[What is asked]: Reproduce all entries verbatim, with nothing added or dropped.

[Dataset records about object locations]:

--- BEGIN ---

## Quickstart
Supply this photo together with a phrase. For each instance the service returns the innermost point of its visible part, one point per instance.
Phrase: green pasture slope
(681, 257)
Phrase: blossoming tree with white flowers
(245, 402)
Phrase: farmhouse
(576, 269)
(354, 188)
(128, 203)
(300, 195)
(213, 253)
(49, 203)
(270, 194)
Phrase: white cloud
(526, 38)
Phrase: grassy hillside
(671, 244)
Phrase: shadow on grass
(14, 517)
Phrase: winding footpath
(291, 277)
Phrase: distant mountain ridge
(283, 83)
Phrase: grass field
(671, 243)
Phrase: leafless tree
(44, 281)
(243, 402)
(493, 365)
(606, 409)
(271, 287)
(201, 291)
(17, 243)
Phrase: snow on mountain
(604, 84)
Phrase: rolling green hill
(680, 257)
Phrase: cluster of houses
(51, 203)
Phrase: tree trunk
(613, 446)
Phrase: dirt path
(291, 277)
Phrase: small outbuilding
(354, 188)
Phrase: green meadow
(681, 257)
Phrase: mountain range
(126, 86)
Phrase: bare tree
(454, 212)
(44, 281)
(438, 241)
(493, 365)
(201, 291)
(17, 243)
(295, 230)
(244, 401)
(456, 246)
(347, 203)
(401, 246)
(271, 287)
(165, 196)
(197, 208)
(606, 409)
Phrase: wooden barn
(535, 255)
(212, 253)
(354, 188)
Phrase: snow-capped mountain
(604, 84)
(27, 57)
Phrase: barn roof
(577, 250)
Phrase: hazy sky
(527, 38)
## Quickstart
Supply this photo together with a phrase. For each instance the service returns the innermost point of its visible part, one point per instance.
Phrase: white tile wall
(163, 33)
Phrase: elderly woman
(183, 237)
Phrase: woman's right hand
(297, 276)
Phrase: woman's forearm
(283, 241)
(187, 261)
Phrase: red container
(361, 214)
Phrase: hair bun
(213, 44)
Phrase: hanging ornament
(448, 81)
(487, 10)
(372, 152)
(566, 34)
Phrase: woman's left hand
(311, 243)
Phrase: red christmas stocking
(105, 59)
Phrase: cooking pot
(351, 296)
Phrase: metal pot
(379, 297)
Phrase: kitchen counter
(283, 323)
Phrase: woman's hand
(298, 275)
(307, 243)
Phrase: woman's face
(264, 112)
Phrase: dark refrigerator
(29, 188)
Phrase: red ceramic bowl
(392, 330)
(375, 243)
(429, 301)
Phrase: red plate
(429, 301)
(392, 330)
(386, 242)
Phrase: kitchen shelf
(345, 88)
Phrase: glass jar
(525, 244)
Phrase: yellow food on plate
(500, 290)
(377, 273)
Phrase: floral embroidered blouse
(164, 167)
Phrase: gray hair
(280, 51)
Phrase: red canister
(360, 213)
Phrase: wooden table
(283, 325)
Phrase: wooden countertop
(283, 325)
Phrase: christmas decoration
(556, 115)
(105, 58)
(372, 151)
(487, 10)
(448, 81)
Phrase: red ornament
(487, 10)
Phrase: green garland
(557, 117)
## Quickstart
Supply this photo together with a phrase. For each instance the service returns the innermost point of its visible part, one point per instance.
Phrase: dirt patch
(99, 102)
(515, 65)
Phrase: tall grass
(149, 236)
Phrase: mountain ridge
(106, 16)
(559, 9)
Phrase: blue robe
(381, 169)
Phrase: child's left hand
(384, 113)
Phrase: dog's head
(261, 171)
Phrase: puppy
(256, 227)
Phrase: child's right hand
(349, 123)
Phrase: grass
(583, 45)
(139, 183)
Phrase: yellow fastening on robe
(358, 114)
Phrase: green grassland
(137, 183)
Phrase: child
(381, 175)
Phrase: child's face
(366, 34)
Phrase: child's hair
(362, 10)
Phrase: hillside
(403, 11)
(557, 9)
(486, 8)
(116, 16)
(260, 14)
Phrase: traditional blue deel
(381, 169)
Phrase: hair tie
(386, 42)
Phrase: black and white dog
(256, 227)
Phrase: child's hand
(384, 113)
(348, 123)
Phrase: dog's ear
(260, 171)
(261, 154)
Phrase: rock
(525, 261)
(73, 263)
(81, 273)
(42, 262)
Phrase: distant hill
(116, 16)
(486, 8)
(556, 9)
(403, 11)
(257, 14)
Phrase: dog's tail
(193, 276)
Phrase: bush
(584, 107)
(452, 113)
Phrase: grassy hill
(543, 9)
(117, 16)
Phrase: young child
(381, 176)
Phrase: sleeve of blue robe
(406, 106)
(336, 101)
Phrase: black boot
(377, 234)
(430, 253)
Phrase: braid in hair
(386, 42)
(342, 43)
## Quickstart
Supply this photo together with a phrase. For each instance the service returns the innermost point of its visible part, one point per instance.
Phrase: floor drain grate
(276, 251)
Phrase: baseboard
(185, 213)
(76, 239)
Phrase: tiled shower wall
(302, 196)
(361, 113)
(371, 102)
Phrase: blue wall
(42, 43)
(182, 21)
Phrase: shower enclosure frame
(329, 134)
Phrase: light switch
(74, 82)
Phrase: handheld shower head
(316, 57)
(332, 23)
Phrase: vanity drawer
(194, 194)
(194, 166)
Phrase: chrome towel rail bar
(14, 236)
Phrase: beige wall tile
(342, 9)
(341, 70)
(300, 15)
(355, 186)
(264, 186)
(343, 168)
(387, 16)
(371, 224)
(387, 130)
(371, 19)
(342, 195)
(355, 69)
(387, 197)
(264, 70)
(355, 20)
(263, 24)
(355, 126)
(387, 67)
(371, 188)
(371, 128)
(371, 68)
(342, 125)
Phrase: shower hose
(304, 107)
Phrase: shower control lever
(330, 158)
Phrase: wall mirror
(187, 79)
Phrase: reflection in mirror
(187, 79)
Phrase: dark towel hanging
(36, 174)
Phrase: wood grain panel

--- END ---

[Complete response]:
## Quickstart
Supply this photo together with a phrase. For each instance the service returns the innermost point of its visible part, one point per instance.
Phrase: green pasture slope
(681, 257)
Phrase: blossoming tree with white flowers
(245, 402)
Phrase: farmhouse
(576, 269)
(354, 188)
(128, 203)
(300, 195)
(213, 253)
(49, 203)
(270, 194)
Phrase: white cloud
(526, 38)
Phrase: grassy hillside
(671, 244)
Phrase: shadow on grass
(14, 517)
Phrase: winding footpath
(291, 277)
Phrase: distant mountain ridge
(283, 83)
Phrase: grass field
(671, 243)
Phrase: leafless tree
(44, 281)
(243, 402)
(493, 365)
(606, 409)
(271, 287)
(201, 291)
(17, 243)
Phrase: snow on mountain
(604, 84)
Phrase: rolling green hill
(680, 257)
Phrase: cluster of houses
(51, 203)
Phrase: tree trunk
(613, 446)
Phrase: dirt path
(291, 277)
Phrase: small outbuilding
(354, 188)
Phrase: green meadow
(681, 257)
Phrase: mountain range
(126, 86)
Phrase: bare tree
(454, 212)
(44, 281)
(438, 241)
(493, 365)
(201, 291)
(17, 243)
(295, 230)
(244, 401)
(456, 246)
(347, 203)
(401, 246)
(271, 287)
(165, 196)
(197, 208)
(606, 409)
Phrase: wooden barn
(535, 255)
(212, 253)
(354, 188)
Phrase: snow-capped mountain
(604, 84)
(27, 57)
Phrase: barn roof
(577, 250)
Phrase: hazy sky
(527, 38)
## Quickstart
Supply this photo together with a phrase. For each instance the service returns the innermost point of its visible part, one point per instance.
Phrase: white tile wall
(163, 33)
Phrase: elderly woman
(183, 237)
Phrase: woman's right hand
(297, 276)
Phrase: woman's forearm
(283, 241)
(187, 261)
Phrase: red container
(361, 214)
Phrase: hair bun
(213, 44)
Phrase: hanging ornament
(448, 81)
(487, 10)
(372, 152)
(566, 34)
Phrase: woman's left hand
(311, 243)
Phrase: red christmas stocking
(105, 59)
Phrase: cooking pot
(351, 296)
Phrase: metal pot
(379, 297)
Phrase: kitchen counter
(283, 323)
Phrase: woman's hand
(298, 275)
(307, 243)
Phrase: woman's face
(264, 112)
Phrase: dark refrigerator
(29, 188)
Phrase: red ceramic bowl
(392, 330)
(375, 243)
(429, 301)
Phrase: red plate
(429, 301)
(392, 330)
(386, 242)
Phrase: kitchen shelf
(345, 88)
Phrase: glass jar
(525, 244)
Phrase: yellow food on plate
(500, 290)
(377, 273)
Phrase: floral embroidered blouse
(164, 167)
Phrase: gray hair
(280, 51)
Phrase: red canister
(360, 213)
Phrase: wooden table
(283, 325)
Phrase: wooden countertop
(283, 325)
Phrase: christmas decoration
(556, 115)
(105, 58)
(372, 151)
(487, 10)
(448, 81)
Phrase: red ornament
(487, 10)
Phrase: green garland
(557, 117)
## Quickstart
Supply this photo together with a phrase. For each instance the service returns the innermost point of its visible part, one point per instance.
Phrase: dirt patch
(99, 102)
(515, 65)
Phrase: tall grass
(149, 236)
Phrase: mountain ridge
(106, 16)
(559, 9)
Phrase: blue robe
(381, 169)
Phrase: child's left hand
(384, 113)
Phrase: dog's head
(261, 171)
Phrase: puppy
(256, 227)
Phrase: child's right hand
(349, 123)
Phrase: grass
(583, 45)
(139, 183)
Phrase: yellow fastening on robe
(358, 114)
Phrase: green grassland
(137, 183)
Phrase: child
(381, 175)
Phrase: child's face
(366, 34)
Phrase: child's hair
(362, 10)
Phrase: hillside
(403, 11)
(557, 9)
(486, 8)
(116, 16)
(260, 14)
Phrase: traditional blue deel
(381, 169)
Phrase: hair tie
(386, 42)
Phrase: black and white dog
(256, 227)
Phrase: child's hand
(384, 113)
(348, 123)
Phrase: dog's ear
(260, 171)
(261, 154)
Phrase: rock
(525, 261)
(73, 263)
(81, 273)
(42, 262)
Phrase: distant hill
(116, 16)
(486, 8)
(556, 9)
(403, 11)
(257, 14)
Phrase: dog's tail
(193, 276)
Phrase: bush
(584, 107)
(452, 113)
Phrase: grassy hill
(543, 9)
(117, 16)
Phrase: young child
(381, 176)
Phrase: sleeve of blue robe
(406, 106)
(336, 101)
Phrase: black boot
(377, 234)
(430, 253)
Phrase: braid in hair
(386, 42)
(342, 43)
## Quickstart
Supply this photo together with a phrase. For each instance the service returns the innermost point of its visible part, one point per instance.
Phrase: floor drain grate
(276, 251)
Phrase: baseboard
(185, 213)
(76, 239)
Phrase: tiled shower wall
(302, 196)
(361, 113)
(371, 102)
Phrase: blue wall
(42, 43)
(182, 21)
Phrase: shower enclosure frame
(329, 134)
Phrase: light switch
(74, 82)
Phrase: handheld shower head
(316, 57)
(332, 23)
Phrase: vanity drawer
(194, 194)
(194, 166)
Phrase: chrome towel rail bar
(14, 236)
Phrase: beige wall tile
(342, 9)
(341, 70)
(300, 15)
(355, 186)
(264, 186)
(343, 168)
(387, 16)
(371, 224)
(387, 130)
(371, 19)
(342, 195)
(355, 69)
(387, 197)
(264, 70)
(355, 20)
(263, 24)
(355, 126)
(387, 67)
(371, 188)
(371, 128)
(371, 68)
(342, 125)
Phrase: shower hose
(304, 107)
Phrase: shower control lever
(330, 158)
Phrase: wall mirror
(187, 79)
Phrase: reflection in mirror
(187, 79)
Phrase: dark towel hanging
(36, 174)
Phrase: wood grain panel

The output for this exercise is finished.